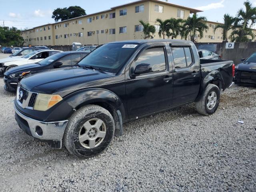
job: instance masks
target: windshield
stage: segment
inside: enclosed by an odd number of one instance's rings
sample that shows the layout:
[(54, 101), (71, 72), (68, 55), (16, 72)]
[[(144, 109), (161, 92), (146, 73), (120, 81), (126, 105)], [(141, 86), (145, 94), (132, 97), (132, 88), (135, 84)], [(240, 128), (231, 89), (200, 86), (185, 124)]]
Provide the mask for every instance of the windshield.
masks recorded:
[(134, 52), (137, 46), (127, 43), (106, 44), (92, 52), (78, 64), (116, 73)]
[(26, 59), (27, 58), (30, 57), (32, 55), (34, 55), (36, 53), (39, 53), (39, 52), (40, 52), (40, 51), (33, 51), (33, 52), (31, 52), (30, 53), (29, 53), (27, 55), (25, 55), (23, 57), (23, 58), (25, 58)]
[(57, 59), (59, 59), (61, 57), (63, 57), (64, 55), (66, 55), (62, 53), (56, 53), (50, 57), (48, 57), (42, 60), (42, 61), (38, 62), (38, 64), (41, 65), (48, 65), (54, 61), (56, 61)]
[(250, 57), (244, 60), (244, 62), (256, 63), (256, 53), (253, 53)]

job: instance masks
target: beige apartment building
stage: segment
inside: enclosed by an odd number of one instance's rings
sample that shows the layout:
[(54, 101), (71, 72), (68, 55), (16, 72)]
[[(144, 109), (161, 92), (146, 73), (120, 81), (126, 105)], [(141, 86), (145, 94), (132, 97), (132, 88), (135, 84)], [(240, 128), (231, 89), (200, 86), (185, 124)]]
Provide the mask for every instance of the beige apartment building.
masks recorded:
[[(171, 18), (186, 19), (191, 13), (202, 11), (160, 0), (140, 0), (110, 8), (93, 14), (46, 24), (23, 31), (24, 46), (101, 44), (109, 42), (144, 38), (139, 20), (154, 24), (156, 29), (154, 38), (160, 38), (159, 26), (155, 22)], [(213, 32), (218, 23), (208, 22), (209, 29), (197, 42), (222, 42), (221, 30)], [(254, 30), (256, 34), (256, 30)], [(180, 38), (178, 37), (178, 38)]]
══════
▸ **Problem details**: Reproduce the listing word for word from its beginning through the line containing "61), (56, 61)]", both included. Leave the pictures out.

▸ **Finished exercise**:
job: instance masks
target: windshield
stage: segment
inside: enclosed by an odd number of one instance's rings
sample that shows the layout:
[(54, 101), (71, 72), (68, 55), (16, 72)]
[[(144, 109), (161, 92), (146, 73), (120, 81), (126, 105)], [(141, 86), (145, 94), (132, 97), (132, 88), (135, 84)], [(240, 128), (231, 89), (200, 86), (185, 124)]]
Provide the mask for every instance of the windshield.
masks recorded:
[(134, 52), (137, 46), (127, 43), (106, 44), (92, 52), (78, 64), (116, 73)]
[(26, 59), (27, 58), (30, 57), (32, 55), (34, 55), (36, 53), (39, 53), (39, 52), (40, 52), (40, 51), (33, 51), (33, 52), (31, 52), (30, 53), (29, 53), (27, 55), (25, 55), (23, 57), (23, 58), (25, 58)]
[(57, 59), (59, 59), (61, 57), (63, 57), (64, 55), (66, 55), (62, 53), (56, 53), (50, 57), (48, 57), (42, 60), (42, 61), (38, 62), (38, 64), (41, 65), (48, 65), (54, 61), (56, 61)]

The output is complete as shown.